* Exercise brief:
Give the material below as a Markdown table with the columns Row and Line, numbering each line in order and leaving out the blank lines.

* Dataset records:
# # # # # # #

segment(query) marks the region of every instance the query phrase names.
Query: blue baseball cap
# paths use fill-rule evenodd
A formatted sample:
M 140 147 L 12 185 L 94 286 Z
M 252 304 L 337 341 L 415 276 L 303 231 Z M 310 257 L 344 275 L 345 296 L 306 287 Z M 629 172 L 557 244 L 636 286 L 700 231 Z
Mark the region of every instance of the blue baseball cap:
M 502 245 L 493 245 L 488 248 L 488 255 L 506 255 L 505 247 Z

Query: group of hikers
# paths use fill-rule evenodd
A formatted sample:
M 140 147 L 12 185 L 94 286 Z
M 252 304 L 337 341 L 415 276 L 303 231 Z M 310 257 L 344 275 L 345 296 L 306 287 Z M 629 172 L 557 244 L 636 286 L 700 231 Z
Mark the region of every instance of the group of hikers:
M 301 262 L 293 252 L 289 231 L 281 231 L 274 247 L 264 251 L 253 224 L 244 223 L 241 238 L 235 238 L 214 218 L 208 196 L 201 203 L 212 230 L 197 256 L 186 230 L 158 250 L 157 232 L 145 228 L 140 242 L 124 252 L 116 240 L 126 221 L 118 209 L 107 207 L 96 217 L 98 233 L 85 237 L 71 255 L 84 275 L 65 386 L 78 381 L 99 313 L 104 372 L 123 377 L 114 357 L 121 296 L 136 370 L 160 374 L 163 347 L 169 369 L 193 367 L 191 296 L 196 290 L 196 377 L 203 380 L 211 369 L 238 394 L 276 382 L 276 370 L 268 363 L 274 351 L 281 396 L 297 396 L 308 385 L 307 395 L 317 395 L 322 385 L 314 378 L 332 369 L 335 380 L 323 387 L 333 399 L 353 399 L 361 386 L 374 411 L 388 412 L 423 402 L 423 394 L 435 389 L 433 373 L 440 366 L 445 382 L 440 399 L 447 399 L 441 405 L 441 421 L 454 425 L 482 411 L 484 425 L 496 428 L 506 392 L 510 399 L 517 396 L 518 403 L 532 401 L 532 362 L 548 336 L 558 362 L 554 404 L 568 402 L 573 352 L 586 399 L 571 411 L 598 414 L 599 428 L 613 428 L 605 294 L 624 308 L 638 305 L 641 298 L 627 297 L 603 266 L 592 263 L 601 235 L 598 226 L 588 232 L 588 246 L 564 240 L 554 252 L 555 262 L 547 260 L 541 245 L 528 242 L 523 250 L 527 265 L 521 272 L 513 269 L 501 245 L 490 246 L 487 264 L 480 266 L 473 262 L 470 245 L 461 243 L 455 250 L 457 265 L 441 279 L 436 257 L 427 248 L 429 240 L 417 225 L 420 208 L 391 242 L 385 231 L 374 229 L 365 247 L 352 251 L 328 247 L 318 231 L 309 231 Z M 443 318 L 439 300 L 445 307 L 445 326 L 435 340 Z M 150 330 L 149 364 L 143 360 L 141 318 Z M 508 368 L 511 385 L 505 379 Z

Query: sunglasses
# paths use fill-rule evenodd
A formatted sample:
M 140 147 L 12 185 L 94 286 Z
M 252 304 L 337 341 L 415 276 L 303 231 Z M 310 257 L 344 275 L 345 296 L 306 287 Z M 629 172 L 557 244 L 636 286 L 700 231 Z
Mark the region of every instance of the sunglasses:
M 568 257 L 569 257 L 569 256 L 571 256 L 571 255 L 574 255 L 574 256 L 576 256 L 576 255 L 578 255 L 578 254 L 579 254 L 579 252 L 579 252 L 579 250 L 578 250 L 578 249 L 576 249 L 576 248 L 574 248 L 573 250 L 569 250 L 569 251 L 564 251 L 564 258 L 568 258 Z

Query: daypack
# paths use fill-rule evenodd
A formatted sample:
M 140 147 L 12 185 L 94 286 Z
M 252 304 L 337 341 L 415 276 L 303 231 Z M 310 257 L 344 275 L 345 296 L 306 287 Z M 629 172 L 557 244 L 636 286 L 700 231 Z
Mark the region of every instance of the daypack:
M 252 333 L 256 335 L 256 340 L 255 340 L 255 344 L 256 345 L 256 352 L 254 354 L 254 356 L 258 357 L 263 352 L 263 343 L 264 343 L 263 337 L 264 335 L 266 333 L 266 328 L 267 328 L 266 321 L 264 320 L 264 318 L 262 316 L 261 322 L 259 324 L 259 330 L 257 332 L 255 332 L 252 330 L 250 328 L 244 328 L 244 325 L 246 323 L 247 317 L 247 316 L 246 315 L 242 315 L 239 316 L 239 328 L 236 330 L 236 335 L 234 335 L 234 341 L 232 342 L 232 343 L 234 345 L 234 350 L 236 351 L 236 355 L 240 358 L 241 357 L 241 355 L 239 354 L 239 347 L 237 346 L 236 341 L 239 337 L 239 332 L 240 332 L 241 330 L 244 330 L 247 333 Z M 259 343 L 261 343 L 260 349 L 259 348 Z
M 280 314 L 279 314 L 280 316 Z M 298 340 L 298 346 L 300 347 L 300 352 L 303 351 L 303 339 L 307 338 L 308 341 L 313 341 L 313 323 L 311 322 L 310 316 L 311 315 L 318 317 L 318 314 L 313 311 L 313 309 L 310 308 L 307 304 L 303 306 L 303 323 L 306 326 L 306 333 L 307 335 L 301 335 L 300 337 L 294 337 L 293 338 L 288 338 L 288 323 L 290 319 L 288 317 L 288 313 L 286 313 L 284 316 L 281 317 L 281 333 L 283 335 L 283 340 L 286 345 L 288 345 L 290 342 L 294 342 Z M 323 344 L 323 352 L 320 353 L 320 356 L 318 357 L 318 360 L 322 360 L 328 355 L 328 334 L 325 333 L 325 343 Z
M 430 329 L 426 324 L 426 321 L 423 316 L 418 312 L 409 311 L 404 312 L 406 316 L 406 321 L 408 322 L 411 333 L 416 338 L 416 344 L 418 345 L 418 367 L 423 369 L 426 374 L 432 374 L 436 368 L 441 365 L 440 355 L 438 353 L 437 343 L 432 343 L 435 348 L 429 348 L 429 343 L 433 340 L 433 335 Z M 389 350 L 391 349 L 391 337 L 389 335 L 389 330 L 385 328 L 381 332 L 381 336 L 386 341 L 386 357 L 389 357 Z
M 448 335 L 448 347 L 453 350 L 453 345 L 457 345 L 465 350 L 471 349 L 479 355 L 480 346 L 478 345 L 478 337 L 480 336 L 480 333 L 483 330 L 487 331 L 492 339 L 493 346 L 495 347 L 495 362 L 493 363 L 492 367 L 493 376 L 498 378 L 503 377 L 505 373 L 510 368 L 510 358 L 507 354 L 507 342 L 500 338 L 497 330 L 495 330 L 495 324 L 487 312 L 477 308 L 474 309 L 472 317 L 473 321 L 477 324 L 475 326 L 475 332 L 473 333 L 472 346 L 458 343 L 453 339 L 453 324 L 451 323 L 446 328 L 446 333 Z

# # # # # # #

* Full answer:
| Row | Line |
|---|---|
| 1 | segment(query) marks the region of every instance the query phrase names. |
| 2 | Query: blue baseball cap |
| 3 | # paths use fill-rule evenodd |
| 4 | A formatted sample: |
| 5 | M 140 147 L 12 185 L 94 286 Z |
| 6 | M 252 304 L 337 341 L 415 276 L 303 231 Z M 310 257 L 344 275 L 345 296 L 306 287 Z M 629 172 L 557 244 L 636 286 L 700 231 Z |
| 7 | Mark the region of every instance of the blue baseball cap: |
| 8 | M 502 245 L 493 245 L 488 248 L 488 255 L 506 255 L 505 247 Z |
| 9 | Query: group of hikers |
| 10 | # paths use fill-rule evenodd |
| 11 | A formatted sample: |
| 12 | M 140 147 L 12 185 L 94 286 Z |
| 13 | M 252 304 L 337 341 L 415 276 L 303 231 Z M 310 257 L 344 275 L 345 296 L 306 287 Z M 629 172 L 557 244 L 636 286 L 700 231 Z |
| 14 | Mark the region of every instance of the group of hikers: |
| 15 | M 301 262 L 293 252 L 289 231 L 281 231 L 274 247 L 264 251 L 253 224 L 244 223 L 241 238 L 235 238 L 214 218 L 208 196 L 201 203 L 212 230 L 197 256 L 186 230 L 158 250 L 157 232 L 145 228 L 140 242 L 124 252 L 116 240 L 126 221 L 118 209 L 107 207 L 96 217 L 98 233 L 85 237 L 71 255 L 84 275 L 65 386 L 78 381 L 99 313 L 104 372 L 123 377 L 114 357 L 121 296 L 136 370 L 160 374 L 163 347 L 169 369 L 193 367 L 191 296 L 196 290 L 196 377 L 203 380 L 211 369 L 238 394 L 276 382 L 276 370 L 268 363 L 274 351 L 281 396 L 297 396 L 308 385 L 307 395 L 317 395 L 322 385 L 314 378 L 332 369 L 335 380 L 323 387 L 333 399 L 353 399 L 361 386 L 374 411 L 388 412 L 423 402 L 423 394 L 435 389 L 433 373 L 440 366 L 445 382 L 440 399 L 447 399 L 441 405 L 441 421 L 454 425 L 482 411 L 484 425 L 496 428 L 506 392 L 510 399 L 517 396 L 518 403 L 532 401 L 532 362 L 548 336 L 558 362 L 554 404 L 568 402 L 573 352 L 586 399 L 571 411 L 598 414 L 599 428 L 613 428 L 605 294 L 624 308 L 638 305 L 641 298 L 627 297 L 603 266 L 592 263 L 601 235 L 598 226 L 588 232 L 588 246 L 564 240 L 554 252 L 555 262 L 547 260 L 541 245 L 528 242 L 523 250 L 527 265 L 521 272 L 513 269 L 501 245 L 490 246 L 487 264 L 480 266 L 473 262 L 470 245 L 461 243 L 455 250 L 457 265 L 441 279 L 436 257 L 427 248 L 429 240 L 417 225 L 420 208 L 391 242 L 385 231 L 374 229 L 365 247 L 352 251 L 328 247 L 318 231 L 309 231 Z M 443 318 L 439 300 L 445 307 L 445 326 L 435 340 Z M 150 330 L 149 364 L 143 360 L 141 318 Z M 508 368 L 511 385 L 505 379 Z |
| 16 | Query: sunglasses |
| 17 | # paths use fill-rule evenodd |
| 18 | A formatted sample: |
| 19 | M 140 147 L 12 185 L 94 286 Z |
| 20 | M 252 304 L 337 341 L 415 276 L 303 231 Z M 310 257 L 344 275 L 345 296 L 306 287 Z M 629 172 L 557 244 L 636 286 L 700 231 Z |
| 21 | Mark the region of every instance of the sunglasses: |
| 22 | M 568 257 L 569 257 L 569 256 L 571 256 L 571 255 L 574 255 L 574 256 L 576 256 L 576 255 L 578 255 L 578 254 L 579 254 L 579 252 L 579 252 L 579 250 L 578 250 L 578 249 L 576 249 L 576 248 L 574 248 L 573 250 L 569 250 L 569 251 L 564 251 L 564 258 L 568 258 Z |
| 23 | Query: daypack |
| 24 | # paths use fill-rule evenodd |
| 25 | A formatted sample: |
| 26 | M 140 147 L 12 185 L 94 286 Z |
| 27 | M 252 304 L 337 341 L 415 276 L 303 231 Z M 310 257 L 344 275 L 345 296 L 306 287 Z M 629 172 L 557 244 L 636 286 L 700 231 Z |
| 28 | Mark the region of every instance of the daypack: |
| 29 | M 252 333 L 256 335 L 256 340 L 255 340 L 255 344 L 256 345 L 256 352 L 254 354 L 254 356 L 258 357 L 263 352 L 263 343 L 264 343 L 263 337 L 264 335 L 266 333 L 266 328 L 267 328 L 266 321 L 264 320 L 264 318 L 262 316 L 261 322 L 259 324 L 259 330 L 257 332 L 255 332 L 252 330 L 250 328 L 244 328 L 244 325 L 246 323 L 247 317 L 247 316 L 246 315 L 242 315 L 239 316 L 239 328 L 236 330 L 236 335 L 234 335 L 234 341 L 232 342 L 232 343 L 234 345 L 234 350 L 236 351 L 236 355 L 240 358 L 241 357 L 241 355 L 239 354 L 239 347 L 237 346 L 236 341 L 239 337 L 239 332 L 240 332 L 241 330 L 244 330 L 247 333 Z M 259 343 L 261 343 L 260 349 L 259 348 Z |
| 30 | M 280 314 L 279 314 L 280 316 Z M 298 340 L 298 346 L 300 347 L 300 352 L 303 351 L 303 339 L 307 338 L 308 341 L 313 341 L 313 323 L 311 322 L 310 316 L 311 315 L 318 317 L 318 314 L 313 311 L 313 309 L 310 308 L 307 304 L 303 306 L 303 323 L 306 326 L 306 333 L 307 335 L 301 335 L 300 337 L 294 337 L 293 338 L 288 338 L 288 323 L 290 319 L 288 317 L 288 313 L 286 313 L 284 316 L 281 317 L 281 333 L 283 335 L 283 340 L 286 345 L 288 345 L 290 342 L 294 342 Z M 323 344 L 323 352 L 320 353 L 320 356 L 318 357 L 318 360 L 322 360 L 328 355 L 328 334 L 325 333 L 325 343 Z |
| 31 | M 430 329 L 426 324 L 426 321 L 423 316 L 418 312 L 409 311 L 404 312 L 406 316 L 406 321 L 408 322 L 411 333 L 416 338 L 416 344 L 418 345 L 418 367 L 423 369 L 426 374 L 432 374 L 436 368 L 441 365 L 440 355 L 438 353 L 437 343 L 432 343 L 435 348 L 429 348 L 429 343 L 433 340 L 433 335 Z M 389 350 L 391 349 L 391 337 L 389 335 L 389 330 L 385 328 L 381 332 L 381 336 L 386 341 L 386 357 L 389 357 Z |
| 32 | M 448 335 L 448 347 L 453 350 L 453 345 L 457 345 L 465 350 L 471 349 L 479 355 L 480 346 L 478 345 L 478 337 L 480 336 L 480 333 L 483 330 L 487 331 L 492 339 L 493 346 L 495 347 L 495 362 L 493 363 L 492 367 L 493 376 L 498 378 L 503 377 L 505 373 L 510 368 L 510 358 L 507 354 L 507 342 L 500 338 L 497 330 L 495 330 L 495 324 L 487 312 L 477 308 L 474 309 L 472 317 L 473 321 L 477 324 L 475 326 L 475 332 L 473 333 L 472 346 L 458 343 L 453 339 L 453 324 L 451 323 L 446 328 L 446 333 Z |